__Page text__.
=====
And it’s funny because our relationships, when we own a minority, or we own a majority tend to look the same. We’re just partners. We’re here, we think we can make a difference for you. We’re here to help. We’re not your boss, we’re your partner. And those are so much fun. And the experience where somebody’s like, hey I’m all done.

Here are the keys. Here’s the other piece. I know, I’ve been there. I’ve been in the moment where the banker said, well, you need to say that you’ll stay for two years for a transition. And so those words come out of my mouth. I’m available for transition for two years. When a CEO says that, here’s what they mean.

Usually, I cannot wait to get out of here, but I’ll do whatever I have to do to close this deal. Okay, I just know better. If you want to go, that’s great. I’ll help you find somebody. It’s just not us. Because I’m looking for partners. That’s what we’re looking for.

Patrick: And everything you’re crafting is for growth. Who wouldn’t want to be part of that where you’re in the grind, you know it, it’s what you do. But how’d you like all the benefits and all the winning and all the joy, and you don’t have to worry about the grind anymore. That’s all taken care of. We’re gonna get you to a higher, better use. Who would say no to that?

Sunny: It happens when people have been there too long. If you probably should have exited five years ago, and now you just do it. So one of the things we don’t talk a lot about for CEOs is this idea of conscientiousness, and these CEO founders end up doing a lot of things they don’t want to do. They just need to get done.

And I’ve seen it run away for people where that stack gets just too big. And so they’ve lost their drive. One of the things to evaluate yourself, if you’re in the CEO chair, and you don’t have the drive for it, you got to figure that out sooner rather than later. And sometimes the drive gets reignited. I know of two businesses.
=====
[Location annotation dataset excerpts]
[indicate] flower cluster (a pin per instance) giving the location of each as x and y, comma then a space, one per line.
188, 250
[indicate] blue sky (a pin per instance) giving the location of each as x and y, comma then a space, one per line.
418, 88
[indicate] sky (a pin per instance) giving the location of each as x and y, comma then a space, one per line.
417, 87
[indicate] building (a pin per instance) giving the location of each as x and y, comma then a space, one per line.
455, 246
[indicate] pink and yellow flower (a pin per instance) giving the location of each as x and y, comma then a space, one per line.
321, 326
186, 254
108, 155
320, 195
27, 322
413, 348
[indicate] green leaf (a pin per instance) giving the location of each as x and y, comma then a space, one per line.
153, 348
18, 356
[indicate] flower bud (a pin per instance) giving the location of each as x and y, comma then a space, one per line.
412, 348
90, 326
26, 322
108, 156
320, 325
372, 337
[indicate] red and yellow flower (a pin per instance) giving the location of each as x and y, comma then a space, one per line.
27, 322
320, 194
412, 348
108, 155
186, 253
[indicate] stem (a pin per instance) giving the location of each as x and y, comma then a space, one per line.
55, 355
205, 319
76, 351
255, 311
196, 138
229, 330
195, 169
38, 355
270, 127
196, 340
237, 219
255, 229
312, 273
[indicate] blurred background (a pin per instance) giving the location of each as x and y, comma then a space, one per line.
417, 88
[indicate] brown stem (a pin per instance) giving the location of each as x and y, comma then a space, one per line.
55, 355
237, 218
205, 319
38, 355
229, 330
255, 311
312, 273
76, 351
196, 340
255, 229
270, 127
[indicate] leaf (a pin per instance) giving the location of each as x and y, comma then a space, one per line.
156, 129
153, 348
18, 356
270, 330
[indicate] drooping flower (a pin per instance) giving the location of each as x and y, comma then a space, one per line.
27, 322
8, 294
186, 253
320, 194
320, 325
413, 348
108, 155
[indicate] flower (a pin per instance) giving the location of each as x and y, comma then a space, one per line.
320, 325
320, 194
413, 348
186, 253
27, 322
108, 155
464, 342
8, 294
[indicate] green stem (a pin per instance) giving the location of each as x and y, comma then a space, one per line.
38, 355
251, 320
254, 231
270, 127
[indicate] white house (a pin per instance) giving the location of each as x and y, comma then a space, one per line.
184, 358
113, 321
=====
__Required work__.
Reproduce the part of the conversation about CEOs and business partners between "Patrick: And everything" and "to get done.", inclusive, with every word unchanged.

__Solution for this problem__.
Patrick: And everything you’re crafting is for growth. Who wouldn’t want to be part of that where you’re in the grind, you know it, it’s what you do. But how’d you like all the benefits and all the winning and all the joy, and you don’t have to worry about the grind anymore. That’s all taken care of. We’re gonna get you to a higher, better use. Who would say no to that?

Sunny: It happens when people have been there too long. If you probably should have exited five years ago, and now you just do it. So one of the things we don’t talk a lot about for CEOs is this idea of conscientiousness, and these CEO founders end up doing a lot of things they don’t want to do. They just need to get done.